# [What the exercise asks]
Copy out, word for word, the lines of the listing below that run from the line containing "The query is: piper pa-23 aztec" through the line containing "(679, 491), (712, 541)", including both of those lines.

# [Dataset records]

_____

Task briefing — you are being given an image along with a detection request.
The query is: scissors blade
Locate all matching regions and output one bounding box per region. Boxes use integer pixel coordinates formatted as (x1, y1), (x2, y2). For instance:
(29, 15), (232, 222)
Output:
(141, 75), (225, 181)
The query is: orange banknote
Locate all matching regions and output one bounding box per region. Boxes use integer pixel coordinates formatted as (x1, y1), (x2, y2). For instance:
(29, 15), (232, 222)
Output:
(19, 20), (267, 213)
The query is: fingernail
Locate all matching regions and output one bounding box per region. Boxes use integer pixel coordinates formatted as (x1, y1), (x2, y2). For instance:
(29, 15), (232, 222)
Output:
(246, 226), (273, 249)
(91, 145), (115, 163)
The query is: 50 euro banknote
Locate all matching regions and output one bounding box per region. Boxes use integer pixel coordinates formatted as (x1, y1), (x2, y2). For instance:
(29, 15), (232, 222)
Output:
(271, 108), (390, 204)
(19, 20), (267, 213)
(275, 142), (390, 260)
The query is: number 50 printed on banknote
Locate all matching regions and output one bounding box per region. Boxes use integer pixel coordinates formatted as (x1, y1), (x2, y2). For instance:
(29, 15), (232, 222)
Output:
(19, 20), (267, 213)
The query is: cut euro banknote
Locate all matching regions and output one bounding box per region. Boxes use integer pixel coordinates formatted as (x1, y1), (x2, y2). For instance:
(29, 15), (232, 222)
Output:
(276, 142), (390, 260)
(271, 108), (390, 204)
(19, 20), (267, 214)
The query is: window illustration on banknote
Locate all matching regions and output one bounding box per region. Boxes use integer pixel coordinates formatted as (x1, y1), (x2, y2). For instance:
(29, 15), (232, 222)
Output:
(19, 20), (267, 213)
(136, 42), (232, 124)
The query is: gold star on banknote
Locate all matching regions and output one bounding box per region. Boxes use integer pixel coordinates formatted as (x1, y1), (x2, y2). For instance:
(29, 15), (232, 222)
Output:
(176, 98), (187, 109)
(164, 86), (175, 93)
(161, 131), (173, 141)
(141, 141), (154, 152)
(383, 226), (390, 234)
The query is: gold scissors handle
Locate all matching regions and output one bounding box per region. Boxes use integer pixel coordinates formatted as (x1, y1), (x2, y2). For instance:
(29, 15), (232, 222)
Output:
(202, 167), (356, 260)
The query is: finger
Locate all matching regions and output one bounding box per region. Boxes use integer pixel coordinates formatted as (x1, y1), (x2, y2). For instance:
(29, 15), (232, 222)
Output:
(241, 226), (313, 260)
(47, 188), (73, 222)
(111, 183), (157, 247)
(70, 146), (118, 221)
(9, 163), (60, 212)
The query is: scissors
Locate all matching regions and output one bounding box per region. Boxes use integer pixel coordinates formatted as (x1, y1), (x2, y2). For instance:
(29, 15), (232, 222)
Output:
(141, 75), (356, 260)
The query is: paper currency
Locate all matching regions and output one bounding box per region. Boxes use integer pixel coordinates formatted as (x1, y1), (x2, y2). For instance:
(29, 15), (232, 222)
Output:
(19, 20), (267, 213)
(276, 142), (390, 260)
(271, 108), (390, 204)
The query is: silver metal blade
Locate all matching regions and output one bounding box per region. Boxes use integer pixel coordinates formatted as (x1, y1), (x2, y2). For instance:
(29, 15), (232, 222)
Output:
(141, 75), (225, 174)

_____

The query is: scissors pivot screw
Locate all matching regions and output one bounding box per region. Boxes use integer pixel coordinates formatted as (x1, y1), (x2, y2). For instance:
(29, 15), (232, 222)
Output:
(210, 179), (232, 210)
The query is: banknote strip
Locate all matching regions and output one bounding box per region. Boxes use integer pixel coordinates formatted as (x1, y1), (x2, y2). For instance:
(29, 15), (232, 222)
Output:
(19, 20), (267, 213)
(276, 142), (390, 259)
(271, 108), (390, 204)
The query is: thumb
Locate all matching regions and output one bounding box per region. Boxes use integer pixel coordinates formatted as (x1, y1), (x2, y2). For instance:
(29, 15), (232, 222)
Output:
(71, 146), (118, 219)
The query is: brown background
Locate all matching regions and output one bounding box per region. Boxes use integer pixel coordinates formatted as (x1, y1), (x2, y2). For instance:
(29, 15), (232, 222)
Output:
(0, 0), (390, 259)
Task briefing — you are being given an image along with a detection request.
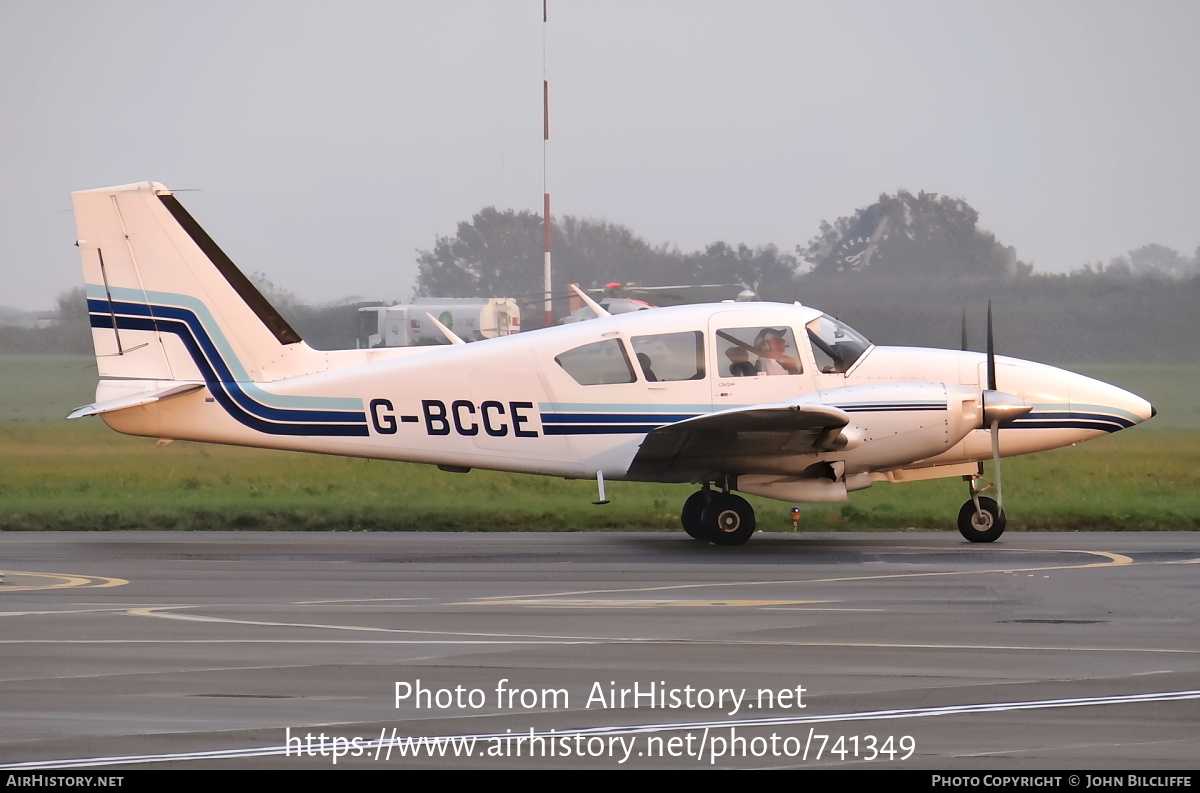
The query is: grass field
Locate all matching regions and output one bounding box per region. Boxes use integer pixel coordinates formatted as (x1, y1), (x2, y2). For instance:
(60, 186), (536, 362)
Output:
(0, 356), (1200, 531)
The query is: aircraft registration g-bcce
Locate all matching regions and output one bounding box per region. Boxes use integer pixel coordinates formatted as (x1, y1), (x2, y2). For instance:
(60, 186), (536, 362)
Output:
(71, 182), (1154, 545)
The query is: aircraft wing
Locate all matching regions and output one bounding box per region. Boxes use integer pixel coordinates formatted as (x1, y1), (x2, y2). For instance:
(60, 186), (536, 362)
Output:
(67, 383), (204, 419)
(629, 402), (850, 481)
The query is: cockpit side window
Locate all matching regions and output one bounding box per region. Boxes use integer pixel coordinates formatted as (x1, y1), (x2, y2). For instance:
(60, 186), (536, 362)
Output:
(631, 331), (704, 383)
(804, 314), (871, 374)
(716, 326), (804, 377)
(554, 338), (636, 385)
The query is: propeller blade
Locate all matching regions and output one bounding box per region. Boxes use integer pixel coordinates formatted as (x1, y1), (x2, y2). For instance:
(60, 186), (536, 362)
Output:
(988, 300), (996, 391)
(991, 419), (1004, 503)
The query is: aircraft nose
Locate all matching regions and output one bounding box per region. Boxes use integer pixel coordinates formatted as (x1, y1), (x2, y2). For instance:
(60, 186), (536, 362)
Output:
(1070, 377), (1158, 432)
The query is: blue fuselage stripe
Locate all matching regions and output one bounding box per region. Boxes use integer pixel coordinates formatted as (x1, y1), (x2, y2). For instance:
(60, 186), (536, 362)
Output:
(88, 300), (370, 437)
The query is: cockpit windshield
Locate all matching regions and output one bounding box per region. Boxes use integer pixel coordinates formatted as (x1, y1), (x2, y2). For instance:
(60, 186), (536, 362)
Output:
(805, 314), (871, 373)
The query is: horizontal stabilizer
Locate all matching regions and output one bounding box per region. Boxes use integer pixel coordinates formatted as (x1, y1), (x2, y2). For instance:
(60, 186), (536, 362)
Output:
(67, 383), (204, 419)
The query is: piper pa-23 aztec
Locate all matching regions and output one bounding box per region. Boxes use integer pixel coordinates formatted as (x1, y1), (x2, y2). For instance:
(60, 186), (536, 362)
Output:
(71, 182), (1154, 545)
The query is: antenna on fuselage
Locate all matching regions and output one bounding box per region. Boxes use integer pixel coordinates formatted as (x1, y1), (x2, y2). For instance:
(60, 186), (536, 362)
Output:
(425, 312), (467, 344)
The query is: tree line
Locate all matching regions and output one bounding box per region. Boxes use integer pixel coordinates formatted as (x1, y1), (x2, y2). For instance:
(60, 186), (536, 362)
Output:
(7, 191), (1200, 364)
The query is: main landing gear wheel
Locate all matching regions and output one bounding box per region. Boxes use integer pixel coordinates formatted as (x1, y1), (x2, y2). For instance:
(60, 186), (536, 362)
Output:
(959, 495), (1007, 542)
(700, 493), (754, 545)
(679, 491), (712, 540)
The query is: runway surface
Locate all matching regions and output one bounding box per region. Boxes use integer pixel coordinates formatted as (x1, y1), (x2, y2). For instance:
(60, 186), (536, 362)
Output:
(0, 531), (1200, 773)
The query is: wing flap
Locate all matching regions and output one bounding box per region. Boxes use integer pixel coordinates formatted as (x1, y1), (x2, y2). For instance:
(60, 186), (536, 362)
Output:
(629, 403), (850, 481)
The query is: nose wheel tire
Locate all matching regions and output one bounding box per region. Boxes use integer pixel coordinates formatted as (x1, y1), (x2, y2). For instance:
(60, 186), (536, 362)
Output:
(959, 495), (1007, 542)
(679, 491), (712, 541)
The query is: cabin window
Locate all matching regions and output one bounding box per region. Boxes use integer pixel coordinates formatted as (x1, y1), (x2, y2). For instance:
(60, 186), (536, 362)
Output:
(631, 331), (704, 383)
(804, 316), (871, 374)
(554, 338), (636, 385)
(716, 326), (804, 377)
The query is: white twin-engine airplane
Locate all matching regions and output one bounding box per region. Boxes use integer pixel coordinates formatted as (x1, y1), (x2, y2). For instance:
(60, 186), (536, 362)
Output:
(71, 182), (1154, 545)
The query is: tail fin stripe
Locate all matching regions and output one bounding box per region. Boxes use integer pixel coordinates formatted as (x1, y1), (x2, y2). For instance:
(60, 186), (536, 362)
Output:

_____

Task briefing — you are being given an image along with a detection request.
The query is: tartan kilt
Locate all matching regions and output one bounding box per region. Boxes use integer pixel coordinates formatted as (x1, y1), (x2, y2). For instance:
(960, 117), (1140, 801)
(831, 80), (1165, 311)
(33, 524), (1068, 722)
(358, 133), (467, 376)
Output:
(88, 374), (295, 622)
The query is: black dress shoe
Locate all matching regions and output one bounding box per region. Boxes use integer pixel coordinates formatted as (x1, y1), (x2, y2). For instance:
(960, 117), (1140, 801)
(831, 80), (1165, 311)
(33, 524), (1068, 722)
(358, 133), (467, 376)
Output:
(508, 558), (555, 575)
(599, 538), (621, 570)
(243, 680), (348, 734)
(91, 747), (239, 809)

_____

# [Correct result]
The query is: piper pa-23 aztec
Locate all matching regions and output one bounding box per region. Boxes use integer pixel coordinates formatted as (x1, y1), (x2, y2). For instance:
(60, 186), (536, 362)
Output:
(71, 182), (1154, 545)
The query is: antenna on fuselage
Locate all matching regions and output one bounding box per region. Boxes use integer pixel coordinates formatted as (x1, y1), (x2, y2). For instance:
(60, 186), (536, 362)
Output:
(425, 312), (467, 344)
The query is: tree line
Locate all matching regions and output one bounding box per region. Boxes use integer pixel coordinates formatted as (x1, y1), (x2, y2). For instance:
(60, 186), (536, 362)
Output:
(7, 191), (1200, 364)
The query is: main landing gear wheel
Locate all matching regions and output one bounding box per region. Boxes use integer pixel coordinates formatted as (x1, y1), (x2, y2). For instance:
(60, 186), (536, 362)
Output:
(959, 495), (1007, 542)
(700, 493), (754, 545)
(679, 491), (712, 540)
The query is: runway surface
Locate all matching regions and output one bounding box per region. Boxes use integer pixel coordinates formatted as (x1, y1), (x2, y2). For instance:
(60, 186), (536, 362)
Output:
(0, 531), (1200, 773)
The query is: wing flap
Locate all matching regions and output one bounding box per region. Boxes use integer pixel coordinates formatted as (x1, y1), (x2, y2). For instance:
(60, 186), (536, 362)
Output:
(629, 403), (850, 481)
The query is: nose wheel tire
Locate all matching regions and output one bounding box per region. Boxes use integer pixel coordinates formatted as (x1, y1), (x2, y2). For instance:
(60, 186), (536, 362)
Output:
(959, 495), (1007, 542)
(679, 491), (712, 541)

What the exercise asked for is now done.